Please set down the entire listing exactly.
[Records supplied Boundary: Start]
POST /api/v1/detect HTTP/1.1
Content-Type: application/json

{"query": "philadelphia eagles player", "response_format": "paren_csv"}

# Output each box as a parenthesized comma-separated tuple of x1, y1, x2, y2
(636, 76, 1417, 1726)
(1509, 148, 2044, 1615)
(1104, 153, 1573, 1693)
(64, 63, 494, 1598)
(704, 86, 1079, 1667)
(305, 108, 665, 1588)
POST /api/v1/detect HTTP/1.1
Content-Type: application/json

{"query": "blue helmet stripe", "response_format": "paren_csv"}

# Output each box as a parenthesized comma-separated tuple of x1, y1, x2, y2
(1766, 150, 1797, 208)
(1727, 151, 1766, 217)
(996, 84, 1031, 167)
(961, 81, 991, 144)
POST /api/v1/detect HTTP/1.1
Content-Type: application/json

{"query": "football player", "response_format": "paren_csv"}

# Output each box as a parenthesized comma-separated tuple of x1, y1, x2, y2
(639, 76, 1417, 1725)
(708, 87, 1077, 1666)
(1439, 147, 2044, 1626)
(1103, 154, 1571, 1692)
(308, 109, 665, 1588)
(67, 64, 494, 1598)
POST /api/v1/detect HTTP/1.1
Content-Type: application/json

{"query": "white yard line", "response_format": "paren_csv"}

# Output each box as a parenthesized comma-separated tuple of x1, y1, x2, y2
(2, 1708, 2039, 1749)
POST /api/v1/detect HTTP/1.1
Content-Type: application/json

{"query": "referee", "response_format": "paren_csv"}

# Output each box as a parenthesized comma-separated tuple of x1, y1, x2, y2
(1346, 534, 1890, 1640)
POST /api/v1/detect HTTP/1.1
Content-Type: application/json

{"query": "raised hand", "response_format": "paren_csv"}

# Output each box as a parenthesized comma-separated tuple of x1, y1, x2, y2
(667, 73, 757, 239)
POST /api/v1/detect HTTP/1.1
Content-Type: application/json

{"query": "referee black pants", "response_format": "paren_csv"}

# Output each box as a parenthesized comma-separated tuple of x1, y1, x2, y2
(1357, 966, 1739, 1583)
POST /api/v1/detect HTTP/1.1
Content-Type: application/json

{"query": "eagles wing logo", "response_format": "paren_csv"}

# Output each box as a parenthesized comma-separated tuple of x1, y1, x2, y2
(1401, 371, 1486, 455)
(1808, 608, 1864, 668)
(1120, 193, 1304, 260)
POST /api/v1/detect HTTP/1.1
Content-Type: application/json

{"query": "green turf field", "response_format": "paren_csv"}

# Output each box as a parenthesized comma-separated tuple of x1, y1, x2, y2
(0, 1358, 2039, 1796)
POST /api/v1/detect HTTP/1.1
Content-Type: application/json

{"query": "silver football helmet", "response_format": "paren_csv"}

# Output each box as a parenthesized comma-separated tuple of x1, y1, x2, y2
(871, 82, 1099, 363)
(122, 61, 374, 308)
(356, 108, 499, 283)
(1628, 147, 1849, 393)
[Records supplied Boundary: End]
▶ _Result of this exercise_:
POST /api/v1/detect HTTP/1.1
Content-Type: application/json

{"query": "philadelphia eagles player", "response_format": "paren_csv"}

# Output each box as a parenthesized comma-separated tuple of x1, y1, x2, y2
(636, 76, 1417, 1726)
(1509, 148, 2044, 1615)
(1104, 153, 1573, 1693)
(64, 63, 494, 1598)
(704, 86, 1079, 1667)
(305, 108, 665, 1588)
POST /api/v1/detect HTTP/1.1
Content-Type: application/json

{"query": "blue helmet stripe", "response_format": "paren_csv"}

# Output each box as a parenthesized comma-separated tuple of x1, y1, x2, y2
(1766, 150, 1797, 208)
(1727, 151, 1766, 217)
(996, 84, 1031, 167)
(961, 81, 991, 144)
POST /api/v1/detect HTTP/1.1
Content-Type: application/json

{"query": "football player", "response_format": "paren_csv"}

# Output each box as a parenthesized comma-separated tuple of x1, y1, x2, y2
(639, 76, 1417, 1725)
(708, 87, 1077, 1666)
(1439, 147, 2044, 1626)
(1103, 154, 1571, 1692)
(308, 109, 665, 1588)
(67, 64, 494, 1598)
POST /api/v1/detect HTTP/1.1
Content-Type: application/json

{"query": "white yard line", "response_format": "paren_csv"}

# Output each box as a parenthesized comma-separated tuple of x1, y1, x2, y2
(2, 1708, 2039, 1749)
POST /api/v1/detect HTTP/1.1
Content-Type: application/json

{"query": "referee", "response_format": "paren_csv"}

# Output each box as a parenthesized comma-separated tuple of x1, y1, x2, y2
(1346, 534, 1890, 1640)
POST /api/v1/detect HTTP/1.1
Content-Type: application/json

{"query": "raised hand", "response_format": "paren_csv"}

# Output each box as a parenthesized comma-separated tuple of x1, y1, x2, y2
(667, 73, 757, 239)
POST /api/v1/detect HTTP/1.1
Content-Type: application/json

{"query": "referee black pants", "response_format": "paren_csv"}

# Output each box as a parenthesized comma-separated tuple of x1, y1, x2, y2
(1357, 966, 1739, 1583)
POST /api/v1/detect HTTP/1.1
Content-Type: application/json

{"query": "eagles wing logo", "response_format": "paren_csv"}

# Output each box as a parenthesized comma-separated tuple of x1, y1, x2, y2
(1401, 371, 1486, 455)
(1808, 608, 1864, 668)
(1120, 193, 1304, 260)
POST /api/v1/detect HTTP/1.1
Content-Type: application/json

{"query": "green turf field", "response_format": "paren_csv"}

# Output each box as a parenthesized comma-separated tuple of x1, y1, x2, y2
(0, 1358, 2039, 1796)
POST /api/v1/detect HTTP/1.1
Content-Type: application/json

{"query": "silver football helmet", "response_format": "paren_csv"}

# Output each box as a parenthesized comma-separated tuple of x1, y1, x2, y2
(871, 82, 1099, 363)
(122, 61, 374, 308)
(356, 108, 499, 283)
(1628, 147, 1849, 393)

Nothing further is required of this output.